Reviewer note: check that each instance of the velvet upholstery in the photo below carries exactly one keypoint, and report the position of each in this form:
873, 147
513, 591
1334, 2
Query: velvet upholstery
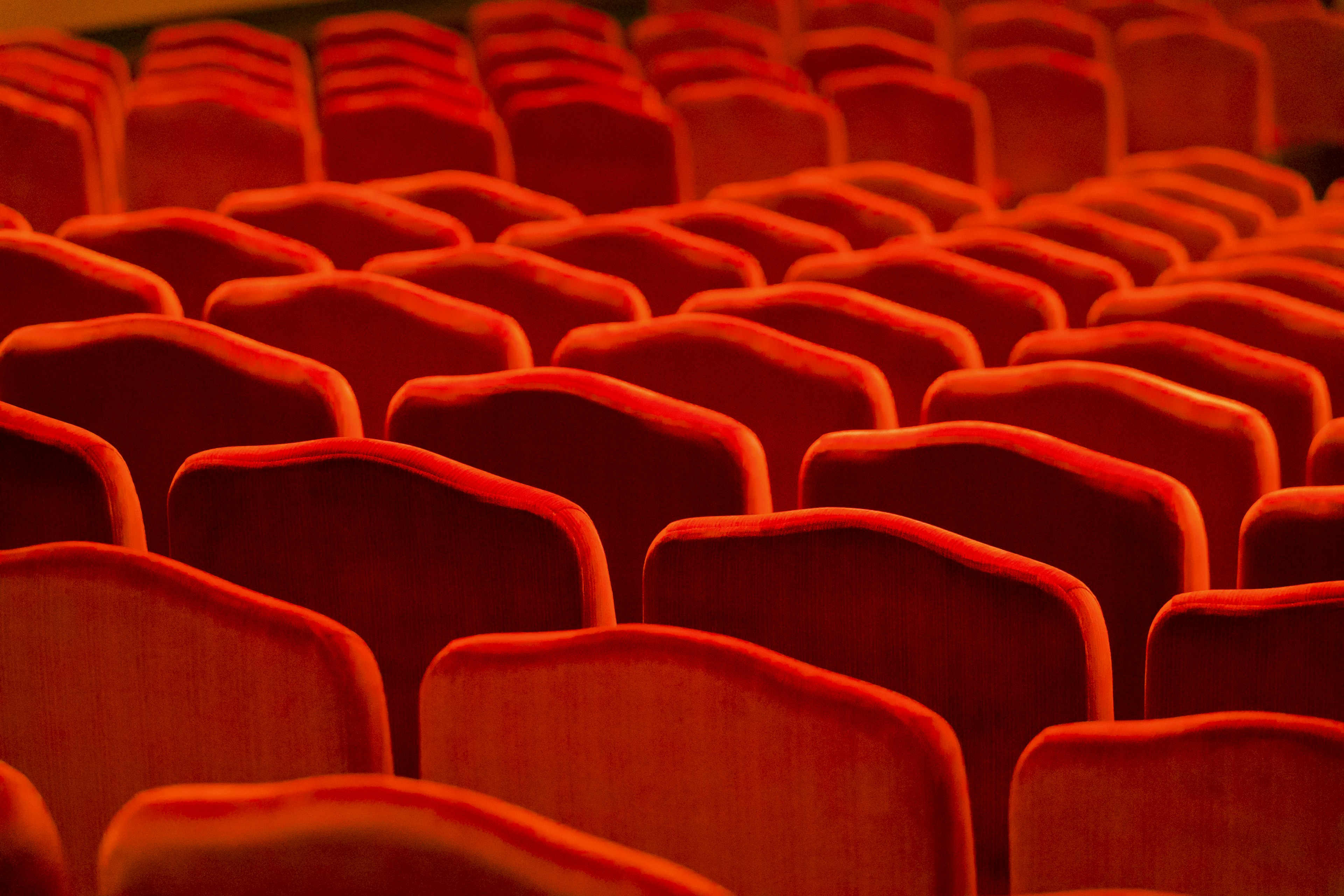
349, 224
487, 206
667, 264
30, 847
1057, 117
632, 458
732, 121
62, 484
160, 390
897, 113
1291, 394
1249, 315
600, 148
863, 218
1198, 805
773, 240
1135, 537
749, 768
1193, 83
1146, 253
123, 671
362, 836
787, 390
1078, 276
49, 280
377, 331
910, 348
409, 548
996, 306
1222, 450
1272, 649
874, 596
546, 298
194, 250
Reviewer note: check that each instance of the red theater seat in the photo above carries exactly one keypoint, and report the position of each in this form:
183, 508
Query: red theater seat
747, 766
905, 115
874, 596
1085, 514
773, 240
194, 250
787, 390
488, 206
126, 671
632, 458
1249, 315
545, 296
910, 348
30, 844
377, 331
1222, 450
1057, 117
1077, 276
1273, 649
667, 264
362, 836
406, 547
1292, 396
64, 484
350, 224
1199, 804
863, 218
600, 148
1144, 252
752, 130
996, 306
160, 390
49, 280
1195, 83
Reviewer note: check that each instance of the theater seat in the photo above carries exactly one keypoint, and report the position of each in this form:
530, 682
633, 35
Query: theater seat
787, 390
1272, 649
1198, 804
409, 548
361, 836
996, 306
1222, 450
1080, 511
126, 671
742, 765
377, 331
632, 458
160, 390
349, 224
875, 596
64, 484
194, 250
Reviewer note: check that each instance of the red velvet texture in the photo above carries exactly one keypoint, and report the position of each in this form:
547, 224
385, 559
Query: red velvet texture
126, 671
1195, 805
377, 331
756, 770
1135, 537
362, 836
999, 645
64, 484
787, 390
160, 390
1269, 649
632, 458
1222, 450
194, 250
406, 547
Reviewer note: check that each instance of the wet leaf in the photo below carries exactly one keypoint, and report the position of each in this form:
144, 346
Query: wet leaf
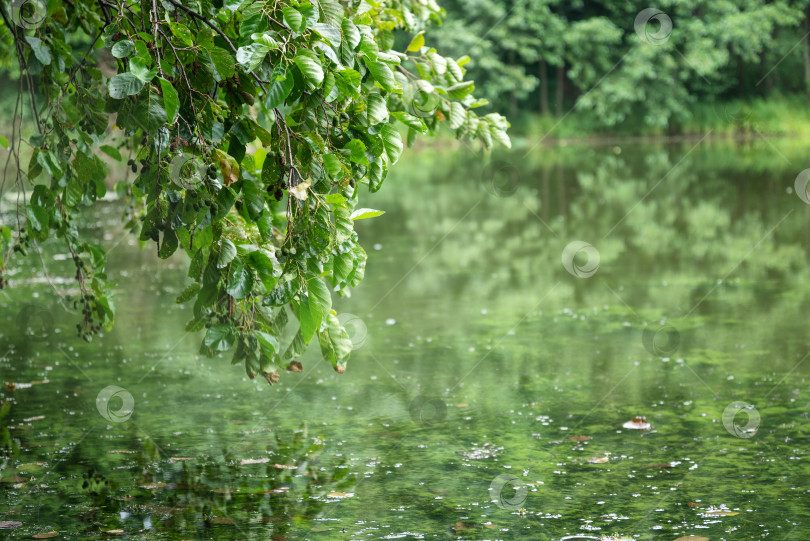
249, 461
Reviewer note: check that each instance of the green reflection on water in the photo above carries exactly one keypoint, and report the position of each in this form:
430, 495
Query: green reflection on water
478, 356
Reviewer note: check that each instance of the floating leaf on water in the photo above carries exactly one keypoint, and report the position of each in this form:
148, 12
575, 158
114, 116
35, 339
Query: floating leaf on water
249, 461
33, 466
638, 423
579, 438
463, 526
222, 520
150, 486
13, 479
718, 512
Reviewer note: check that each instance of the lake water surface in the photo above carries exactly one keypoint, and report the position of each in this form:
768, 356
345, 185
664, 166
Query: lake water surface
495, 366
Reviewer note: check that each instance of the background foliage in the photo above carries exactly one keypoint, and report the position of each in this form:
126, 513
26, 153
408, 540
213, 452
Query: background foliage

* **WHAT THE TASK REQUIRES**: Recast the data above as a numbered list, one line per item, with blank lines left out and the pictures omitted.

* **RESULT OF THE TASK**:
1. Reviewer note: check that each instance of the velvet upholstery in the photo below carries exactly one keypoint, and report the position of each in this form:
2. 873, 147
3. 513, 591
4. 1334, 2
5. Query: velvet upholstery
6. 349, 224
7. 487, 206
8. 667, 264
9. 30, 847
10. 1057, 117
11. 632, 458
12. 732, 121
13. 62, 484
14. 160, 390
15. 897, 113
16. 1291, 394
17. 1249, 315
18. 600, 148
19. 863, 218
20. 1198, 805
21. 773, 240
22. 1135, 537
23. 749, 768
24. 1193, 83
25. 1146, 253
26. 123, 671
27. 362, 836
28. 787, 390
29. 1078, 276
30. 49, 280
31. 377, 331
32. 910, 348
33. 409, 548
34. 996, 306
35. 1222, 450
36. 1272, 649
37. 874, 596
38. 546, 298
39. 194, 250
40. Reviewer note: check that each instance of the red theater seat in the photo above carries exactly one keypoint, and report the position of each in this form:
41. 183, 508
42. Query: red theater seat
43. 747, 766
44. 905, 115
45. 874, 596
46. 1085, 514
47. 773, 240
48. 194, 250
49. 787, 390
50. 488, 206
51. 126, 671
52. 632, 458
53. 1249, 315
54. 545, 296
55. 910, 348
56. 30, 844
57. 377, 331
58. 1222, 450
59. 1057, 117
60. 1077, 276
61. 1273, 649
62. 667, 264
63. 362, 836
64. 406, 547
65. 1292, 396
66. 64, 484
67. 350, 224
68. 1199, 804
69. 863, 218
70. 600, 148
71. 1144, 252
72. 752, 130
73. 996, 306
74. 160, 390
75. 49, 280
76. 1195, 83
77. Reviewer note: check that each instance of the theater seat in the photo above carries exactly one keypoint, and report the position of each in this form:
78. 530, 682
79. 633, 35
80. Query: theater seat
81. 787, 390
82. 1272, 649
83. 1198, 804
84. 409, 548
85. 361, 836
86. 996, 306
87. 1222, 450
88. 1080, 511
89. 126, 671
90. 742, 765
91. 377, 331
92. 632, 458
93. 160, 390
94. 349, 224
95. 875, 596
96. 64, 484
97. 194, 250
98. Reviewer note: check that each instance of the red velvet texture in the photo above carries exactly one keypoint, and report the position of each in this form:
99. 547, 224
100. 385, 559
101. Query: red velvet texture
102. 126, 671
103. 1195, 805
104. 377, 331
105. 756, 770
106. 1135, 537
107. 362, 836
108. 999, 645
109. 64, 484
110. 787, 390
111. 160, 390
112. 1269, 649
113. 632, 458
114. 1222, 450
115. 194, 250
116. 406, 547
117. Reviewer note: check that each instance of the wet leaf in the photo below carries exactly one keypoint, and report the position of each in this form:
118. 144, 346
119. Query: wet leaf
120. 249, 461
121. Reviewer note: check that each instance of the green reflection on water in the photo above carries exactly one keypoint, and report the position of each in this form:
122. 430, 495
123. Query: green reflection on water
124. 478, 356
125. Reviewer note: check that each instance of the floating leaf on water in the photo above carries exactly one keypoint, and report the position of each in this form:
126. 148, 12
127. 575, 158
128. 114, 116
129. 35, 339
130. Query: floating leaf on water
131. 249, 461
132. 33, 466
133. 638, 423
134. 579, 438
135. 463, 526
136. 222, 520
137. 150, 486
138. 13, 479
139. 718, 512
140. Reviewer note: check that each instance of the lake water surface in the photo above carries exactly one keypoint, and report the position of each in this form:
141. 768, 356
142. 345, 185
143. 664, 166
144. Query: lake water surface
145. 495, 366
146. Reviewer note: check that each instance of the background foliage in the photo above carries exactly one keypoint, and report the position of each in this form:
147. 126, 513
148. 26, 153
149. 408, 540
150. 213, 452
151. Query: background foliage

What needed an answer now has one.